De verdachte zal van het meer of anders telastegelegde worden vrijgesproken, aangezien de rechtbank dat niet bewezen acht.
in de zaak met parketnummer 17/081043-04 de misdrijven:
1. Primair: Poging tot doodslag.
2. Primair: Poging tot doodslag.
3. Opzettelijk brand stichten terwijl daarvan gemeen gevaar voor goederen en levensgevaar voor een ander te duchten is
en
in de zaak met parketnummer 17/040560-03 de misdrijven:
1. Eenvoudige belediging, terwijl de belediging wordt aangedaan aan een ambtenaar gedurende of ter zake van de rechtmatige uitoefening van zijn bediening.
De rechtbank acht verdachte strafbaar nu niet van enige strafuitsluitingsgrond is gebleken.
De rechtbank neemt bij de bepaling van de hierna te vermelden strafsoort en strafmaat in aanmerking:
- de aard en de ernst van de gepleegde feiten;
- de omstandigheden waaronder deze zijn begaan;
- de persoon van verdachte, zoals daarvan ter terechtzitting is gebleken en deze naar voren komt uit het uittreksel uit het algemeen documentatieregister, de psychologische-, psychiatrische- en voorlichtingsrapportage;
- de gedane erkenning van de verdachte zich nog aan de overige op de dagvaarding genoemde ad informandum gevoegde strafbare feiten te hebben schuldig gemaakt, welke zaken derhalve hiermee zijn afgedaan;
- de vordering van de officier van justitie tot veroordeling van verdachte terzake het in de zaak met parketnummer 17/081043-04 onder 1 primair, 2 primair en 3 en het in de zaak met parketnummer 17/040560-03 onder 1 en 2 telastegelegde tot 2 jaar gevangenisstraf en Terbeschikkingstelling met dwangverpleging;
- het pleidooi van de raadsman.

□ □ □ □

### [Opdrachten]
a – Beantwoord de volgende vragen over de rechterlijke uitspraak:
(i) Welk parketnummer hoort bij de zaak waarin eenvoudige belediging van een ambtenaar wordt genoemd?
(ii) Waarom acht de rechtbank de verdachte strafbaar?
(iii) Welke straf vordert de officier van justitie?
b – Schrijf het stuk van "De verdachte zal" tot en met "van zijn bediening." uit de rechterlijke uitspraak opnieuw uit, waarbij je "Poging tot doodslag" verwisselt voor "Zware mishandeling".
c – Vul de rechterlijke uitspraak aan met het volgende gedeelte, aansluitend op de laatste zin.
De gegevens hieronder zijn afkomstig uit een andere bron.

### [Aangeleverde gegevens]
□ □ □ □

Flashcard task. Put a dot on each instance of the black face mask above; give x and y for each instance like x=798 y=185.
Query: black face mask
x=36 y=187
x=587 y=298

□ □ □ □

### [Antwoorden]
a –
(i) 17/040560-03.
(ii) Omdat niet van enige strafuitsluitingsgrond is gebleken.
(iii) Twee jaar gevangenisstraf en terbeschikkingstelling met dwangverpleging.

b –
De verdachte zal van het meer of anders telastegelegde worden vrijgesproken, aangezien de rechtbank dat niet bewezen acht.
in de zaak met parketnummer 17/081043-04 de misdrijven:
1. Primair: Zware mishandeling.
2. Primair: Zware mishandeling.
3. Opzettelijk brand stichten terwijl daarvan gemeen gevaar voor goederen en levensgevaar voor een ander te duchten is
en
in de zaak met parketnummer 17/040560-03 de misdrijven:
1. Eenvoudige belediging, terwijl de belediging wordt aangedaan aan een ambtenaar gedurende of ter zake van de rechtmatige uitoefening van zijn bediening.

c –
De rechtbank heeft bewezen verklaard dat verdachte zich heeft schuldig gemaakt aan een tweetal pogingen tot doodslag; een opzettelijke brandstichting en voorts een mishandeling en een belediging van een ambtenaar. Met name de pogingen tot doodslag en de brandstichting zijn zeer ernstige feiten. Verdachte heeft door zijn handelen de levens van twee personen die hem onderdak verleenden in gevaar gebracht. Eén persoon heeft hij - met een pan als wapen - van het leven trachten te beroven, de tweede heeft hij besprenkeld met benzine waardoor deze persoon het risico liep levend te worden verbrand. Het spreekt voor zich dat de ten opzichte van de aangevers gepleegde feiten tot grote emotionele schade kunnen leiden en ook hebben geleid. De brandstichting heeft naast een grote materiële schade ook tot emotionele schade geleid in de vorm van het verlies van dierbare eigendommen.
Verdachte heeft nauwelijks justitiële documentatie, doch zijn gedrag is aanleiding geweest tot een multidisciplinair onderzoek door twee deskundigen naar zijn geestvermogens. Als conclusie wordt door de deskundigen vermeld dat er bij verdachte sprake is van een antisociale en borderlinestoornis gecombineerd met een alcohol- en cannabisafhankelijkheid. Dat alles leidt er volgens de deskundigen toe dat het feit aan verdachte slechts in verminderde mate kan worden toegerekend. Zorgelijk is ook de conclusie dat gelet op de geconstateerde stoornis er een gevaar voor herhaling is. Verdachte heeft zelf te kennen gegeven dat hij inziet dat het zo niet verder kan en dat een behandeling noodzakelijk is. De deskundigen adviseren de rechtbank een terbeschikkingstelling op te leggen met verpleging van overheidswege.
De rechtbank kan zich verenigen met de conclusies van de deskundigen en neemt die over. De rechtbank is van oordeel dat de veiligheid van anderen en de algemene veiligheid van personen en goederen de oplegging van de maatregel van terbeschikkingstelling met verpleging van overheidswege eist en zal derhalve die maatregel opleggen. De officier van justitie heeft daarnaast een onvoorwaardelijke gevangenisstraf van twee jaar geëist. De rechtbank zal gevangenisstraf opleggen doch de duur daarvan beperken tot één jaar. De rechtbank heeft daarbij gelet op de adviezen van de deskundigen en de reclassering en overweegt voorts dat het gelet op de nog jonge leeftijd van verdachte aangewezen is de behandeling in het kader van voornoemde maatregel spoedig te laten aanvangen.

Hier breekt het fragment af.